Texte à lire
C’est l’État unitaire ou chaos

En fait, la Mauritanie partie intégrante du Maroc n’aurait pas permis aux communautaristes poulo-toucouleurs de formuler l’exigence d’un État binational, c’est-à-dire biracial pour lequel deux nationalités seraient définies constitutionnellement. Les Négro-Mauritaniens étant déjà minoritaires par rapport aux Arabo-Mauritaniens, au sein du « Grand Maroc », leur poids démocratique serait négligeable et le Makhzen ne leur serait pas malléable à souhait. C’est pourquoi, ils tenaient à l’indépendance de la Mauritanie sans toutefois accepter l’idée d’un corps national intégré qui représenterait à leurs yeux une pure assimilation, à la place de laquelle, ils voudraient instaurer un communautarisme racial plus adéquat et plus conforme à leur philosophie ethnocentrique.

Sans tarder, les craintes que les partisans du bi-nationalisme avaient émises lors du Congrès d’Aleg parlant de garanties constitutionnelles comme gage de leur participation à l’édification du futur État, seront remises sur la table, juste après les premières années de l’indépendance nationale.

Informations fournies
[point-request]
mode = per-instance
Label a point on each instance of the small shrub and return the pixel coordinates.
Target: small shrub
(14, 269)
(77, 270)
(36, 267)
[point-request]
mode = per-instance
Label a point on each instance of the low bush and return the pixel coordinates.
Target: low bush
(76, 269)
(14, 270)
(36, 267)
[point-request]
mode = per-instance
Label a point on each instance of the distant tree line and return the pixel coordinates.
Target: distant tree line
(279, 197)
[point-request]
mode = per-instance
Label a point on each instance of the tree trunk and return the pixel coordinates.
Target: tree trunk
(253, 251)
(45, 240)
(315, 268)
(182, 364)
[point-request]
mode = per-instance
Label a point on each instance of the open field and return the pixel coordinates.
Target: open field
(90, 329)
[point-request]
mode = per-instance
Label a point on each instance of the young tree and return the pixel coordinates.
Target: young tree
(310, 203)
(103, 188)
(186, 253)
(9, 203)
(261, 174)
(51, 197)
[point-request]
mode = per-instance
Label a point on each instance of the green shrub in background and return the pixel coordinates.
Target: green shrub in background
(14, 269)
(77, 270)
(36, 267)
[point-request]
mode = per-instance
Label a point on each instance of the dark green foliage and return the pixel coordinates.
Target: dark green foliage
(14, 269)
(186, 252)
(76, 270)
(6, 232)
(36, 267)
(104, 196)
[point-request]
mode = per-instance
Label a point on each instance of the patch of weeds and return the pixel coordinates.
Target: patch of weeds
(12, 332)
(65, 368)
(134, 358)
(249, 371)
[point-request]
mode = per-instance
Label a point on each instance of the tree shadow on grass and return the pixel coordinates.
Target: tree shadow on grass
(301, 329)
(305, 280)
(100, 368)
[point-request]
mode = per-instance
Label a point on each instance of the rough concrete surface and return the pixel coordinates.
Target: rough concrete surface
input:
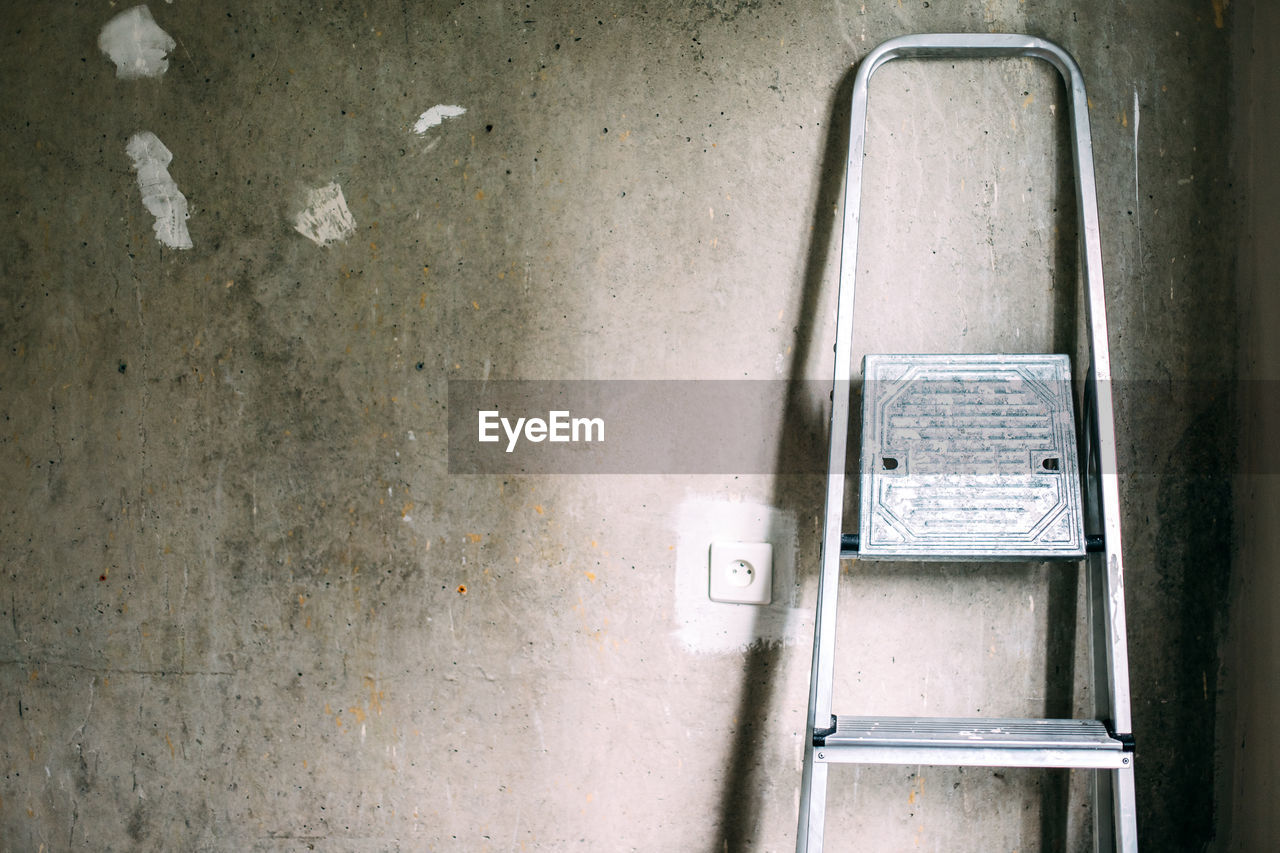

Consignes
1. Répondez à ces questions sur le texte consacré à la Mauritanie :
(a) Par rapport à qui les Négro-Mauritaniens sont-ils déjà minoritaires ?
(b) Lors de quel congrès les partisans du bi-nationalisme avaient-ils émis leurs craintes ?
(c) À quel moment ces craintes seront-elles remises sur la table ?
2. Poursuivez le texte consacré à la Mauritanie au-delà de sa dernière phrase.

Réponses rédigées
1.
(a) Par rapport aux Arabo-Mauritaniens.
(b) Lors du Congrès d'Aleg.
(c) Juste après les premières années de l'indépendance nationale.

2.
Dans ce cadre, le raisonnement des représentants de la communauté noire est le suivant : « ils disaient que si la règle démocratique, selon laquelle la majorité numérique impose sa loi à la minorité, était appliquée…la majorité maure pourrait, dans certains domaines importants, imposer des mesures qui lèseraient la minorité noire », d’où l’exigence d’un État binational sous une forme fédérale comme garde-fou, et dans ce cas « la constitution devrait prévoir l’institution d’une vice-présidence de la République, dont le titulaire serait un compatriote du fleuve ayant des pouvoirs réels ; de la sorte l’exécutif serait bicéphale » mais aussi biracial.

En 1962, la proposition suivante de révision de la constitution parvenait au président de la République « par un groupe de Noirs influents et qui délimite pour la première fois sur la carte, d’une manière précise, les zones d’influence des deux ethnies, maure et noire ».

– PREAMBULE –

Confiant dans toute la patience de Dieu, le peuple mauritanien réparti entre deux provinces habitées par des ethnies maures et noires tous musulmans, proclame sa volonté de s’unir pour sauvegarder l’intégrité de son territoire et de faire respecter les garanties intangibles :

– des libertés politiques ;

– des libertés syndicales ;

– des droits et libertés de la personne humaine, de la famille et des collectivités locales ;

– des libertés philosophiques et religieuses ;

– du droit de propriété individuelle et collective ;

– des droits économiques et sociaux ;

– des droits des provinces fédérées.

Le peuple mauritanien proclame solennellement son Indépendance et son attachement aux droits fondamentaux tels qu’ils sont définis dans la déclaration des droits de l’homme et de citoyen de 1789 et dans la déclaration Universelle du 10 décembre 1848 (sic : il faut lire 1948)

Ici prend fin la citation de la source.